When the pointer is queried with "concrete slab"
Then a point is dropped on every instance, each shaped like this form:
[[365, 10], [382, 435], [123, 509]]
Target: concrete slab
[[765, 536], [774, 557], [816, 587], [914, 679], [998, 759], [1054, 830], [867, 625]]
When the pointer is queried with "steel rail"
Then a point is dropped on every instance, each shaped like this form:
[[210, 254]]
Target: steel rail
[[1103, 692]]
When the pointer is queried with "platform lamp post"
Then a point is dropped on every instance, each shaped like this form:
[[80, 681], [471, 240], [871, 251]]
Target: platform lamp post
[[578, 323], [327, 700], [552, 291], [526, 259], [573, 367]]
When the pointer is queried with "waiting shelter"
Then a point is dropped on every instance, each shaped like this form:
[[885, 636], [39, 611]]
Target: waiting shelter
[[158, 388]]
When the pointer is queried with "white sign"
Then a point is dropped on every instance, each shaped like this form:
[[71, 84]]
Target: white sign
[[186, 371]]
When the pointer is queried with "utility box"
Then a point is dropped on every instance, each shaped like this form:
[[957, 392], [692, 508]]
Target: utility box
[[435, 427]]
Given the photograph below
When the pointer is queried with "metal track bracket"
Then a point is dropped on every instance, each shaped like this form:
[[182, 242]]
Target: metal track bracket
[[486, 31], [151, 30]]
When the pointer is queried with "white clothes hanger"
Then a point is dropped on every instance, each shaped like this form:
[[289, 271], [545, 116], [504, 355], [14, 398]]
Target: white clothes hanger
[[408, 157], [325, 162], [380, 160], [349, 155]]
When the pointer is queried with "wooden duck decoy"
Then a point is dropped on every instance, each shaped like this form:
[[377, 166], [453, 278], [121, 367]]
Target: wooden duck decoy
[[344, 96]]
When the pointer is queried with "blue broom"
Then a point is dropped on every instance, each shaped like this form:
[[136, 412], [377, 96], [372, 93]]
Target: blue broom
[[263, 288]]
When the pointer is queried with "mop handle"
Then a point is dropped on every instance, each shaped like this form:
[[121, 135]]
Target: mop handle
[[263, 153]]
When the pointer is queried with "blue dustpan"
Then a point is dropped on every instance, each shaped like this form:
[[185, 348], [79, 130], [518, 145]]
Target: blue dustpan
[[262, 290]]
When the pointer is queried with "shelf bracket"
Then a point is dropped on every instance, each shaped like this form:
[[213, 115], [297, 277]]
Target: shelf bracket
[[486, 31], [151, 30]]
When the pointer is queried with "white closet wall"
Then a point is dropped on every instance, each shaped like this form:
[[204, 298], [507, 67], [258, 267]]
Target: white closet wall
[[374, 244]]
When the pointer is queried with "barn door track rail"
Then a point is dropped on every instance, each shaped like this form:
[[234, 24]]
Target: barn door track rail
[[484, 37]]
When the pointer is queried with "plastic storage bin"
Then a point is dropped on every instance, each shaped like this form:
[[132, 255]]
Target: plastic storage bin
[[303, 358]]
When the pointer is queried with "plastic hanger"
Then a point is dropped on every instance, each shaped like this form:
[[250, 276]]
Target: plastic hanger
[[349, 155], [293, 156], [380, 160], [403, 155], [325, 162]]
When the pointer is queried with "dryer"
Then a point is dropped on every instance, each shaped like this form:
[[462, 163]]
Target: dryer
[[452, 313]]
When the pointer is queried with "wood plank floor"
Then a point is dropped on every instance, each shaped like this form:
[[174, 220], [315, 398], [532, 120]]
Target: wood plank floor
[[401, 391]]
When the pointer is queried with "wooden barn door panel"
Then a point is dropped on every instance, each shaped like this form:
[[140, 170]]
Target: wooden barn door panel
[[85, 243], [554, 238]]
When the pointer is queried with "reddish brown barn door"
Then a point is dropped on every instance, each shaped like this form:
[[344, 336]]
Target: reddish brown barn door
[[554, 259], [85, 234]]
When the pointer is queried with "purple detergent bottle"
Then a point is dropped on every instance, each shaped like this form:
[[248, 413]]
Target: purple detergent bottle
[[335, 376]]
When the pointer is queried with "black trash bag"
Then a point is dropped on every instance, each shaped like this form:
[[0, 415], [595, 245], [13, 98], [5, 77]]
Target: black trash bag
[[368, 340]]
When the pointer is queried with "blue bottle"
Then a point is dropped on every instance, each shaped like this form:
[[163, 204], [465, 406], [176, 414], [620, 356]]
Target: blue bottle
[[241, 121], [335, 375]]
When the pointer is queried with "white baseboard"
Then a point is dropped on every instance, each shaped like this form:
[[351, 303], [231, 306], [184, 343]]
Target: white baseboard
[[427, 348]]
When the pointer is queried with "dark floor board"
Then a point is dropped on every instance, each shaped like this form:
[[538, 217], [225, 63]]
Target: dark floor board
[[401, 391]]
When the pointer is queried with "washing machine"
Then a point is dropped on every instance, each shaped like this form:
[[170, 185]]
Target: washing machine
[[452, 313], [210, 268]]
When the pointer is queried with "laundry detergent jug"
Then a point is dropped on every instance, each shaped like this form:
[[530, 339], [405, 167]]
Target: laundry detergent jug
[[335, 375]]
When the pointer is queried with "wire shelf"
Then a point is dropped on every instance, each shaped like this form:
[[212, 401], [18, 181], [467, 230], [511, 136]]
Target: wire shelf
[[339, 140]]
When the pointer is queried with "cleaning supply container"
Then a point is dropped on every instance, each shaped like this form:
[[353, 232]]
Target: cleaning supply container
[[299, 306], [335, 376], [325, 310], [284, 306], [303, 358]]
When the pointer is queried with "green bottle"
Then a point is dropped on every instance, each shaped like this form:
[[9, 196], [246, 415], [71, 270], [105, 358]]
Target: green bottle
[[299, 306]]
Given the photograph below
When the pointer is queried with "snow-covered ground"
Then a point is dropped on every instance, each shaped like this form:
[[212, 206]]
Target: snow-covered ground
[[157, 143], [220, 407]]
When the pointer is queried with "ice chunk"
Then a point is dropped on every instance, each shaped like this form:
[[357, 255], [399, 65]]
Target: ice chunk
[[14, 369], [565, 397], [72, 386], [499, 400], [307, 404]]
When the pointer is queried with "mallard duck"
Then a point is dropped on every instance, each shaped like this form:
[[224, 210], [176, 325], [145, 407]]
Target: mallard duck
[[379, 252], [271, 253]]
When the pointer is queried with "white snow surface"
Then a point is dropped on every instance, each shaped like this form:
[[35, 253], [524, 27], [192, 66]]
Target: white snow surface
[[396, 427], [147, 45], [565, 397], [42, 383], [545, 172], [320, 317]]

_ _ _ _ _

[Exercise prompt] Transcribe every entry exactly.

[Answer to the exercise]
When the pointer is queried with "concrete slab"
Then a point is dropped on every instance, each shaped like this form:
[[365, 10], [382, 435], [123, 509]]
Target: concrete slab
[[765, 536], [774, 557], [816, 587], [914, 679], [998, 759], [1054, 830], [867, 625]]
When the pointer is queried with "steel rail"
Then a point is dropped on every instance, each shaped like this form:
[[210, 254]]
Target: steel rail
[[1103, 692]]
When the pointer is queried with "platform lamp post"
Then a point is dropped on every instance, each shaped like this form:
[[80, 681], [471, 240], [871, 251]]
Target: platform lamp post
[[578, 323], [327, 700], [552, 291], [526, 259], [573, 367]]
When the pointer is queried with "waiting shelter"
Then a point is dropped on every instance, each shaped like this form:
[[885, 636], [39, 611]]
Target: waiting shelter
[[158, 388]]
When the pointer is queried with "white sign"
Then a point is dropped on every instance, each shaped like this form:
[[71, 84]]
Target: white sign
[[186, 371]]
When the pointer is queried with "utility box"
Then a point is dropped on every instance, each shaped like this form:
[[957, 392], [692, 508]]
Target: utility box
[[435, 427]]
Given the photograph below
When the pointer is queried with "metal track bracket"
Then a point is dropped on every instance, each shaped like this form:
[[182, 242]]
Target: metal track bracket
[[486, 31], [151, 30]]
When the pointer is queried with "white clothes hanger"
Then a point is dropped on every instance, each shaped like this form:
[[289, 271], [545, 116], [504, 355], [14, 398]]
Target: white clothes hanger
[[408, 157], [325, 162], [380, 160], [349, 155]]
When the pointer is queried with "wooden duck decoy"
Then a point is dropped on every instance, each shaped like this form:
[[377, 166], [453, 278], [121, 367]]
Target: wooden duck decoy
[[344, 96]]
When the pointer is queried with "blue broom"
Then a point is dropped on every instance, each shaped like this form:
[[136, 412], [377, 96], [372, 93]]
Target: blue broom
[[263, 288]]
When the pointer is queried with "mop handle"
Then a point is dropped on every instance, each shaped like this form:
[[121, 135]]
Target: mop handle
[[263, 153]]
When the pointer is queried with "blue dustpan"
Then a point is dropped on every instance, each shaped like this form:
[[185, 348], [79, 130], [518, 145]]
Target: blue dustpan
[[262, 290]]
When the pointer is queried with "shelf bracket"
Then a point is dropped on every instance, each shaped like this form:
[[213, 115], [297, 277]]
Target: shelf bracket
[[486, 31], [151, 30]]
When the pointer is queried with "white closet wall"
Then a point is dropped on every instance, each shaped like this form:
[[204, 298], [507, 67], [258, 267]]
Target: white closet wall
[[374, 244]]
When the pointer is queried with "barn door track rail"
Then a point is dropped on every instance, each shaped like this form:
[[234, 24]]
Target: barn door track rail
[[484, 37]]
When the pointer is queried with "plastic storage bin"
Then a point is dropped on every instance, each shaped like this form:
[[132, 255]]
Target: plastic storage bin
[[303, 358]]
When the pointer is queried with "plastic hanger"
Then a point is dropped on every instance, each shaped like this form:
[[250, 276]]
Target: plastic hanger
[[349, 155], [293, 156], [380, 160], [403, 155], [325, 162]]
When the pointer is queried with "dryer"
Then a point is dropped on every instance, each shaped like this form:
[[462, 163]]
Target: dryer
[[452, 313]]
When the pointer is queried with "wood plank floor"
Then a point is dropped on every instance, each shaped like this form:
[[174, 220], [315, 398], [532, 120]]
Target: wood plank floor
[[401, 391]]
When the pointer is queried with "wooden barn door panel"
Then a point is dropped on every instance, each shaped like this form:
[[140, 170]]
Target: wooden barn door panel
[[85, 243], [554, 238]]
When the pointer is queried with "reddish brown barn door"
Then a point is dropped on every instance, each shaped like this form:
[[344, 336]]
Target: reddish brown barn door
[[554, 259], [85, 234]]
When the pointer is queried with "purple detergent bottle"
Then a point is dropped on every instance, each shaped like this form:
[[248, 413]]
Target: purple detergent bottle
[[335, 376]]
When the pointer is queried with "black trash bag"
Then a point is dropped on every instance, each shaped like this form:
[[0, 415], [595, 245], [13, 98], [5, 77]]
Target: black trash bag
[[368, 340]]
When the pointer is queried with "blue bottle"
Then a point is dropped on every instance, each shaped like this form:
[[163, 204], [465, 406], [176, 414], [620, 356]]
Target: blue bottle
[[241, 121], [335, 375]]
When the pointer is queried with "white baseboard"
Then a point is dropped on every instance, each shaped like this form:
[[351, 303], [231, 306], [184, 343]]
Target: white baseboard
[[427, 348]]
When the pointer is queried with "dark floor board"
Then a point is dropped on every instance, each shaped like this form:
[[538, 217], [225, 63]]
Target: dark floor board
[[401, 391]]
When the pointer is queried with "washing machine"
Then a point is dropped on every instance, each shaped like this form:
[[170, 185]]
Target: washing machine
[[452, 313], [210, 268]]
When the pointer is queried with "laundry detergent jug"
Then a point is dropped on every instance, each shaped like this form:
[[530, 339], [405, 167]]
Target: laundry detergent jug
[[335, 375]]
When the pointer is queried with "wire shelf"
Then a point is dropped on every instance, each shaped like this form:
[[212, 401], [18, 181], [467, 230], [511, 136]]
Target: wire shelf
[[339, 140]]
When the pointer is queried with "cleaning supply container"
Then a point is dropped on every instance, each shaped like this form:
[[353, 232]]
Target: cleaning supply container
[[299, 306], [335, 376], [325, 310], [284, 306], [303, 358]]
When the pointer is queried with "green bottle"
Then a point is dropped on every instance, each shaped like this form:
[[9, 196], [246, 415], [71, 270], [105, 358]]
Target: green bottle
[[299, 306]]
Given the photograph below
When the pointer is queried with "snow-covered ground"
Then a point is dropped on every instance, each shaped like this form:
[[212, 206]]
Target: snow-covered ground
[[157, 143], [220, 407]]
When the pointer is queried with "ice chunk"
Then a point is dropped on every instance, each shaped like this form:
[[357, 255], [399, 65]]
Target: ice chunk
[[14, 369], [565, 397], [72, 386], [499, 400], [307, 404]]
When the pointer is queried with "mallard duck"
Then a point is dropped on every instance, each shaped like this form:
[[224, 210], [176, 325], [145, 407]]
Target: mallard duck
[[379, 252], [271, 253]]
When the pointer is queried with "white snow surface"
Then a point is dropped on every instance, each shaped like this form:
[[35, 253], [524, 27], [192, 66]]
Target: white snow surface
[[396, 427], [147, 45], [565, 397], [42, 383], [545, 172], [320, 317]]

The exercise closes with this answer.